Exercise goal ::
The full set of records needs to be retyped exactly.

Data records ::

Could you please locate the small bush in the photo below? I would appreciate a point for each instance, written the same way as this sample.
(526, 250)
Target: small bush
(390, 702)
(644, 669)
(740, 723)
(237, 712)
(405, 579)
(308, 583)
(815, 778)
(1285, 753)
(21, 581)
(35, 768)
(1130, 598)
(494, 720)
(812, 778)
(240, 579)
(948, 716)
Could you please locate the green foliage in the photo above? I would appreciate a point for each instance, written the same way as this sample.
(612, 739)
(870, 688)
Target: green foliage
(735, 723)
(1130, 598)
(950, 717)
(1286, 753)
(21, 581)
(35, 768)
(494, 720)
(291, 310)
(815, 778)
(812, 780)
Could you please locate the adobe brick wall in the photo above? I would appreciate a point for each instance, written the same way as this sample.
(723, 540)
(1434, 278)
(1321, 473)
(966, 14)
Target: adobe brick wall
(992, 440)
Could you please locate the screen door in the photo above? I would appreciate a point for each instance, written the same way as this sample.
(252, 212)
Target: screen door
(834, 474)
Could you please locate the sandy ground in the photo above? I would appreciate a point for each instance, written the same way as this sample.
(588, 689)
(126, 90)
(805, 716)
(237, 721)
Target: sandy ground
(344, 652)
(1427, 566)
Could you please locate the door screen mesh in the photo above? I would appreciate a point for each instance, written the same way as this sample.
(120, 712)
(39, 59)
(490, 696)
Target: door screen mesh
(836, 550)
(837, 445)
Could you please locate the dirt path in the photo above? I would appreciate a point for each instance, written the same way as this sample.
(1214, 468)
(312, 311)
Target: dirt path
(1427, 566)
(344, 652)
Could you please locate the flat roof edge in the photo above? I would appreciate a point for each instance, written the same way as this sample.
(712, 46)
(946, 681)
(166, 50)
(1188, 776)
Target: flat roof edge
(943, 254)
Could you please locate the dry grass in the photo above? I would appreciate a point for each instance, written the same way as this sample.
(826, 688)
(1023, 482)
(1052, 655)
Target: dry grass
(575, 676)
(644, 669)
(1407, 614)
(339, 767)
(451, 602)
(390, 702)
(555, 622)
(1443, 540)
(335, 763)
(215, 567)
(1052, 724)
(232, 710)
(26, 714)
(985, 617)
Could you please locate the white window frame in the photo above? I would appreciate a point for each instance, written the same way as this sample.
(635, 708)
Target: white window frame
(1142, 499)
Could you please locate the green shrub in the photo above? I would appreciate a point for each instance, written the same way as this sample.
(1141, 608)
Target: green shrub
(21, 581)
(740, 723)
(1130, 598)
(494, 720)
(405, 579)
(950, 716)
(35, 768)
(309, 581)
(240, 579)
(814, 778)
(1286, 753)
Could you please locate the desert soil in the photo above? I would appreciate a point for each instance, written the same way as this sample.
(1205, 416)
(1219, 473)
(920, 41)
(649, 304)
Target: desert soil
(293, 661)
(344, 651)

Answer area ::
Could you please locate the small bush in the photo below? I would appreciate a point for each instance, written the same way as this sample.
(526, 250)
Target: small bush
(390, 702)
(644, 669)
(740, 723)
(237, 712)
(405, 579)
(308, 583)
(815, 778)
(1285, 753)
(21, 581)
(35, 768)
(1130, 598)
(494, 720)
(812, 778)
(240, 579)
(948, 716)
Could you please locate the green foliage in the photo above? I would appreciate a point for each instance, written the same way as this sample.
(612, 739)
(870, 688)
Target: green foliage
(735, 723)
(1130, 598)
(950, 717)
(1286, 753)
(21, 581)
(35, 768)
(494, 720)
(291, 310)
(815, 778)
(812, 780)
Could you please locate the adobe brick wall in the photo above? I would appreciate a point for each instance, written the same way as this sample.
(723, 540)
(1434, 278)
(1321, 473)
(966, 14)
Target: adobe brick wall
(992, 440)
Could you please locate the screen door in the photo above? I would appreciate a point for each instance, written the same way as this sample.
(252, 212)
Target: screen door
(834, 474)
Could you please locate the sandy ground in the photo above? I would appreciate a point for each instance, written the same way as this sample.
(588, 689)
(126, 90)
(805, 716)
(237, 721)
Target: sandy ground
(344, 652)
(1427, 566)
Could you please locate the door screen mesh in the photo above? I would appreciate a point for each instance, written the same way as this sample.
(120, 712)
(39, 59)
(490, 696)
Target: door screen mesh
(836, 550)
(837, 445)
Could you please locate the dirt path in the photo above? I would appreciate a point for each instance, written the same way as this sample.
(1214, 468)
(312, 311)
Target: dirt path
(1427, 566)
(344, 652)
Could you please locate the flat roof edge in the photo above? I would appreciate a point for each instance, written the same way as this sample.
(712, 46)
(946, 681)
(166, 50)
(1188, 776)
Target: flat roof edge
(943, 254)
Could you please locate the dry grass in the photo above? I would appreciate a point for each instance, written the same way as this sample.
(826, 688)
(1023, 482)
(1052, 655)
Target: dry grass
(575, 676)
(644, 669)
(1407, 614)
(339, 767)
(451, 602)
(390, 702)
(555, 622)
(1443, 540)
(335, 763)
(215, 567)
(1052, 724)
(232, 710)
(26, 714)
(985, 617)
Could you please locate the white window frame in the photo above? I would appreciate a point for each instance, written the same way as this sample.
(635, 708)
Target: white window frame
(1142, 499)
Could you please locate the green shrub in the photo above? I would appreciate a point for each instance, written the same way as this sample.
(1141, 608)
Target: green shrub
(21, 581)
(740, 723)
(1130, 598)
(494, 720)
(405, 579)
(950, 716)
(35, 768)
(309, 581)
(240, 579)
(814, 778)
(1286, 753)
Could you please locate the desert soil in the photo above? I would appreciate a point for each instance, written the same way as this sample.
(1205, 416)
(1219, 473)
(920, 41)
(649, 304)
Target: desert soil
(293, 661)
(344, 651)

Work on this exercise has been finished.